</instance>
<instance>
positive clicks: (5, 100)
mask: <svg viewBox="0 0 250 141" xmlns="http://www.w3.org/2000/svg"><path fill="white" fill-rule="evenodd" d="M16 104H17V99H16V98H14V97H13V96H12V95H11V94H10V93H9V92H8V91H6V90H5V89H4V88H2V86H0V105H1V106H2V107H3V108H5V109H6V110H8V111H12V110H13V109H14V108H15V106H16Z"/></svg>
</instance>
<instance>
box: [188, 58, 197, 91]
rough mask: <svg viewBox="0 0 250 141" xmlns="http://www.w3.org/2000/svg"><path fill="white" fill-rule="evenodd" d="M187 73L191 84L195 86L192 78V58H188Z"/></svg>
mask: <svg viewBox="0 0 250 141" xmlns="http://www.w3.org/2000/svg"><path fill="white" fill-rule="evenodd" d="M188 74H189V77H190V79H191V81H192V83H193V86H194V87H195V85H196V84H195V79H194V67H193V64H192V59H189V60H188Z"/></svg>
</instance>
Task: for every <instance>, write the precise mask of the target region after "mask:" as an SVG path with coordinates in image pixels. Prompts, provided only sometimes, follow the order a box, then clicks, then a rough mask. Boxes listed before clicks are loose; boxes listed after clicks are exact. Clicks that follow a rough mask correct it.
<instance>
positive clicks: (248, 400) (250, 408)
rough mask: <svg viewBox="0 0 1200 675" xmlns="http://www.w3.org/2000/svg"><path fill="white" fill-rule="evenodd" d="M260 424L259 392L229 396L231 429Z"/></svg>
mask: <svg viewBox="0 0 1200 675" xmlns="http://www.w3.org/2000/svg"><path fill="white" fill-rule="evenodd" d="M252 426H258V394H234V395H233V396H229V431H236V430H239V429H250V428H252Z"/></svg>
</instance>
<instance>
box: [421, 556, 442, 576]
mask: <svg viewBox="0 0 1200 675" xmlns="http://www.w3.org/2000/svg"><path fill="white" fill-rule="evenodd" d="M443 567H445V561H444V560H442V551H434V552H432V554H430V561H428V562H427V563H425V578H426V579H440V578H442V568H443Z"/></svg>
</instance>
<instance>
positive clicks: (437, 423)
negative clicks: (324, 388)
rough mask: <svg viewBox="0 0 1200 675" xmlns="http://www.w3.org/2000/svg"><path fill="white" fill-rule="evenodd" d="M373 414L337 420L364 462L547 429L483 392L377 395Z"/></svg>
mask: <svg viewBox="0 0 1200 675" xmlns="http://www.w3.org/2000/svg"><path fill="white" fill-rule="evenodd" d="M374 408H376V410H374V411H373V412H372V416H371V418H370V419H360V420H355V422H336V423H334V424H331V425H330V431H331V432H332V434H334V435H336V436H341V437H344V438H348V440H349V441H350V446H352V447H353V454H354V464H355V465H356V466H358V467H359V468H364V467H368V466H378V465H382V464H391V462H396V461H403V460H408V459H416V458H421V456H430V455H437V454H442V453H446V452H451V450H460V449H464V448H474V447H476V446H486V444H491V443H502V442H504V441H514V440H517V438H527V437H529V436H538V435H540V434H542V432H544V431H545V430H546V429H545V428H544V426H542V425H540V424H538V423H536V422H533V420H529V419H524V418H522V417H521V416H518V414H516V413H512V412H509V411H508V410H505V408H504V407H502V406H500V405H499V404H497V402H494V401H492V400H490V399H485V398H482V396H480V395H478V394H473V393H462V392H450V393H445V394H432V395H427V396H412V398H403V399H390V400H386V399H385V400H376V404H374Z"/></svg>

# [What this task involves]
Transcribe the entries above exactly.

# [Response area]
</instance>
<instance>
positive clicks: (5, 100)
mask: <svg viewBox="0 0 250 141" xmlns="http://www.w3.org/2000/svg"><path fill="white" fill-rule="evenodd" d="M16 104H17V99H16V98H14V97H13V96H12V95H11V94H10V93H9V92H8V91H6V90H5V89H4V88H2V86H0V105H1V106H2V107H3V108H5V109H6V110H8V111H12V110H13V109H14V108H15V106H16Z"/></svg>
</instance>
<instance>
box: [188, 58, 197, 91]
rough mask: <svg viewBox="0 0 250 141" xmlns="http://www.w3.org/2000/svg"><path fill="white" fill-rule="evenodd" d="M187 73L191 84L195 86L192 78V58H188Z"/></svg>
mask: <svg viewBox="0 0 250 141" xmlns="http://www.w3.org/2000/svg"><path fill="white" fill-rule="evenodd" d="M188 74H189V77H190V79H191V81H192V83H193V86H194V87H195V85H196V84H195V79H194V67H193V64H192V59H189V60H188Z"/></svg>
</instance>
Task: for every <instance>, write the precise mask of the target region after "mask:" as an SVG path with coordinates in image pixels. Prompts, provided only sometimes, follow the order a box, then clicks, then a rough mask. Boxes listed before clicks are loose; boxes listed after clicks are exact. Clicks that follow a rough mask correct it.
<instance>
positive clicks: (248, 400) (250, 408)
rough mask: <svg viewBox="0 0 1200 675" xmlns="http://www.w3.org/2000/svg"><path fill="white" fill-rule="evenodd" d="M260 424L259 392L229 396L231 429Z"/></svg>
mask: <svg viewBox="0 0 1200 675" xmlns="http://www.w3.org/2000/svg"><path fill="white" fill-rule="evenodd" d="M252 426H258V394H234V395H233V396H229V431H236V430H239V429H250V428H252Z"/></svg>
</instance>
<instance>
box: [421, 556, 442, 576]
mask: <svg viewBox="0 0 1200 675" xmlns="http://www.w3.org/2000/svg"><path fill="white" fill-rule="evenodd" d="M443 567H445V561H444V560H442V551H434V552H432V554H430V561H428V562H427V563H425V578H426V579H440V578H442V568H443Z"/></svg>
</instance>
<instance>
positive clicks: (437, 423)
negative clicks: (324, 388)
rough mask: <svg viewBox="0 0 1200 675" xmlns="http://www.w3.org/2000/svg"><path fill="white" fill-rule="evenodd" d="M373 414L337 420L364 462L547 429L483 392L377 395Z"/></svg>
mask: <svg viewBox="0 0 1200 675" xmlns="http://www.w3.org/2000/svg"><path fill="white" fill-rule="evenodd" d="M374 408H376V410H374V411H373V412H372V416H371V418H370V419H360V420H355V422H336V423H334V424H331V425H330V431H331V432H332V434H334V435H336V436H341V437H344V438H348V440H349V441H350V446H352V447H353V454H354V464H355V465H356V466H358V467H359V468H364V467H368V466H378V465H382V464H391V462H396V461H403V460H408V459H416V458H421V456H430V455H437V454H442V453H446V452H451V450H460V449H464V448H474V447H476V446H486V444H491V443H502V442H504V441H514V440H517V438H527V437H529V436H538V435H540V434H542V432H544V431H545V430H546V429H545V428H544V426H542V425H540V424H538V423H536V422H533V420H529V419H524V418H522V417H521V416H518V414H516V413H512V412H509V411H508V410H505V408H504V407H502V406H500V405H499V404H497V402H494V401H492V400H490V399H485V398H482V396H480V395H478V394H473V393H462V392H450V393H445V394H432V395H427V396H412V398H403V399H390V400H386V399H385V400H376V404H374Z"/></svg>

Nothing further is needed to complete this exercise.